» **WHAT YOU WILL DO**: From the first line to the last, repeat the records exactly and skip the pictures.

★ ★ ★

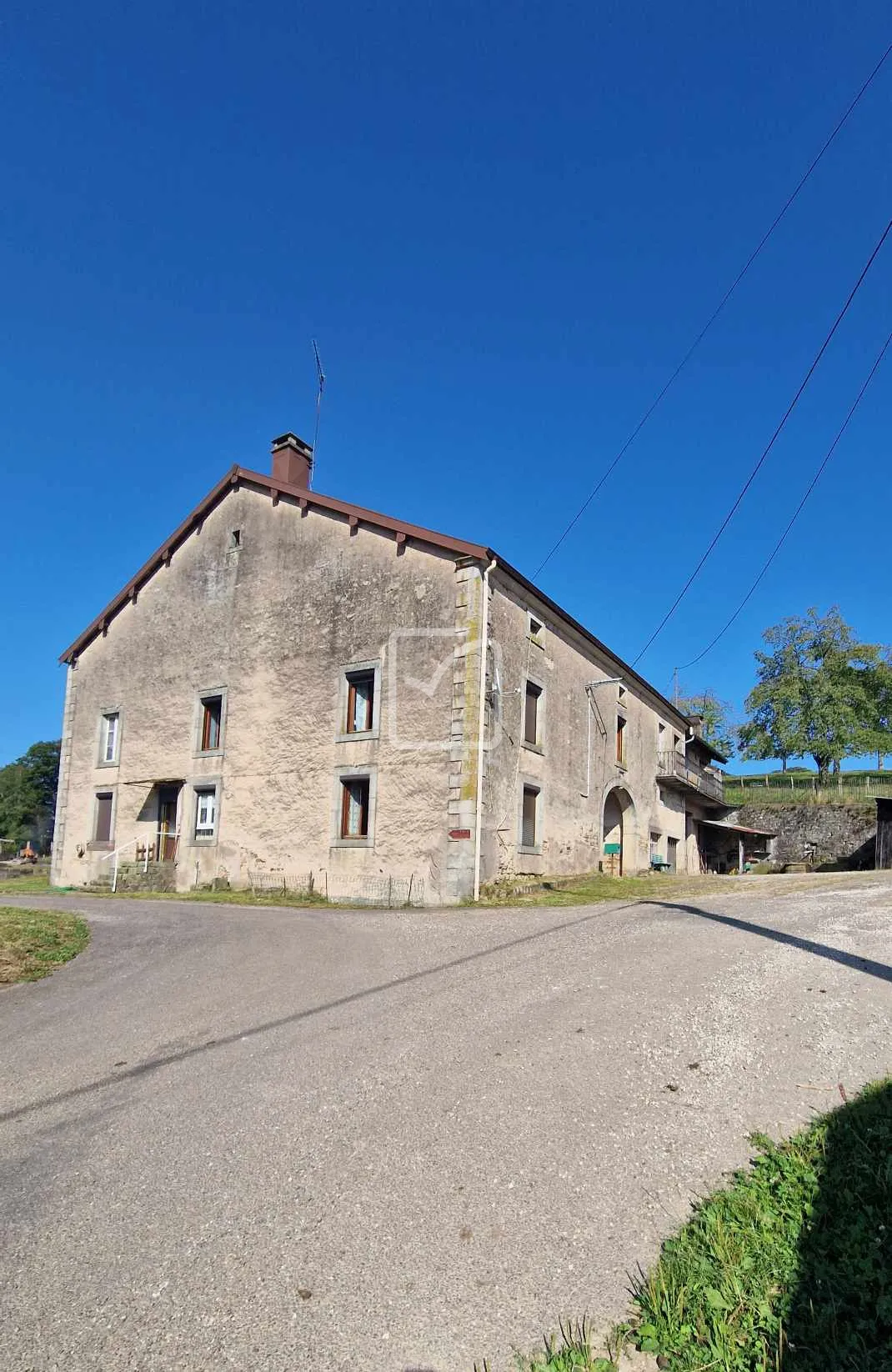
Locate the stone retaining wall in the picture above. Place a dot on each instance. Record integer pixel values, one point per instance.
(817, 834)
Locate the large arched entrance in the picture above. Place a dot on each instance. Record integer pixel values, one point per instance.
(619, 814)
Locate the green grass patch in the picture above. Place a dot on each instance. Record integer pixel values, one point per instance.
(569, 1350)
(33, 884)
(36, 941)
(785, 1269)
(223, 898)
(789, 1268)
(596, 887)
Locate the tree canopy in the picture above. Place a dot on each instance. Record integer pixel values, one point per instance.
(819, 694)
(28, 794)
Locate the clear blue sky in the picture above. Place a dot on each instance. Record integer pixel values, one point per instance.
(504, 224)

★ ★ ★

» **SOLUTION**:
Locate the stone retaining wall in the picture above. Place a dot on each instance. Record integer pixel values, one point per instance.
(817, 834)
Locate the large arched entrance in the picture above. Place a dot on each instance. Record integer pixel values, one point per instance.
(619, 814)
Locate the green grass patch in the picture above. Place a dot on each instance. Record integer pixel values, one point per instance.
(569, 1350)
(33, 884)
(36, 941)
(785, 1269)
(223, 898)
(789, 1268)
(596, 887)
Locate the tree canopy in the picture above. Place a dot on each instance. Record integer pixel values, one point per instance.
(819, 694)
(28, 794)
Locate the clear blue sky in the picture above. Place a dot on each instance. Record integer pixel values, one point per instance.
(504, 224)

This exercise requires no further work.